→ Passage du texte:
+++

Depuis l’ouvrage de Mme Fontaine, on en sait un peu plus sur les qualités qu’il convient de remplir pour être qualifié de “grand” juriste. Ce dernier, nous disait-elle, doit être lettré et cultivé, avoir une pensée sociale et critique (L. Fontaine, Qu’est-ce qu’un “grand” juriste ? Essai sur les juristes et la pensée juridique contemporaine, LGDJ, 2012). Mais qu’est-ce alors qu’un grand ouvrage ? Sans doute un livre rédigé par de grands juristes ! C’est ce livre que nous avons eu le plaisir de lire et que nous souhaitons brièvement présenter. Disons-le d’emblée, le “Frison-Roche/Roda” fera date et est d’ores et déjà entré dans la catégorie des ouvrages de référence.

+++

→ Détails de l'exercice: D'après le passage, quelles qualités un « grand » juriste doit-il avoir selon Mme Fontaine ?

→ Entrées enregistrées:
+++

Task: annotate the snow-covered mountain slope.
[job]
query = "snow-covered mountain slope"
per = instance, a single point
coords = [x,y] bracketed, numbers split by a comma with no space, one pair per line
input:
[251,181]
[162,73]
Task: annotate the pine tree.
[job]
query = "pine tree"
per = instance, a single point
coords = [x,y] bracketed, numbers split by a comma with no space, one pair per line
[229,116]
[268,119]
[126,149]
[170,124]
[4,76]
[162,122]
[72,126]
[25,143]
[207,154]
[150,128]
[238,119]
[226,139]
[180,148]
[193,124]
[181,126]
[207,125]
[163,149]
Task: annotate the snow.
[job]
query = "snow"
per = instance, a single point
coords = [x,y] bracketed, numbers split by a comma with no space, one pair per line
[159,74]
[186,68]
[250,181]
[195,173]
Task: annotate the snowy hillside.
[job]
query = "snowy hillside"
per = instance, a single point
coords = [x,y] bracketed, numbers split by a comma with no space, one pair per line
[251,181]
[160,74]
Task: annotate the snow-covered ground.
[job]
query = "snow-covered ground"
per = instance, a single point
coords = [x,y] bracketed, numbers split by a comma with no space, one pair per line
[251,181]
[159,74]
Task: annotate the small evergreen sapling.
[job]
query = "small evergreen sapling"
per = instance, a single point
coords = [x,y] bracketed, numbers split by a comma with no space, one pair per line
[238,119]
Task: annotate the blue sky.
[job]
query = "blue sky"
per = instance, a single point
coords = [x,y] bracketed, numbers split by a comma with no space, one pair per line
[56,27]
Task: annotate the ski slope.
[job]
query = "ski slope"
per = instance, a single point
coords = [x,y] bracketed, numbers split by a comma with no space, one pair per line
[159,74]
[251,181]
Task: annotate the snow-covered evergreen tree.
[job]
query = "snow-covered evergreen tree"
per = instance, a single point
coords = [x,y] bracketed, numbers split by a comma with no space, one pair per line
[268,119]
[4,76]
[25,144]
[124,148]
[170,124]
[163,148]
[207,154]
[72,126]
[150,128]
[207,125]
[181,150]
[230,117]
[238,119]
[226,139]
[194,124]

+++

→ Zone de réponse: Il doit être lettré et cultivé, et avoir une pensée sociale et critique.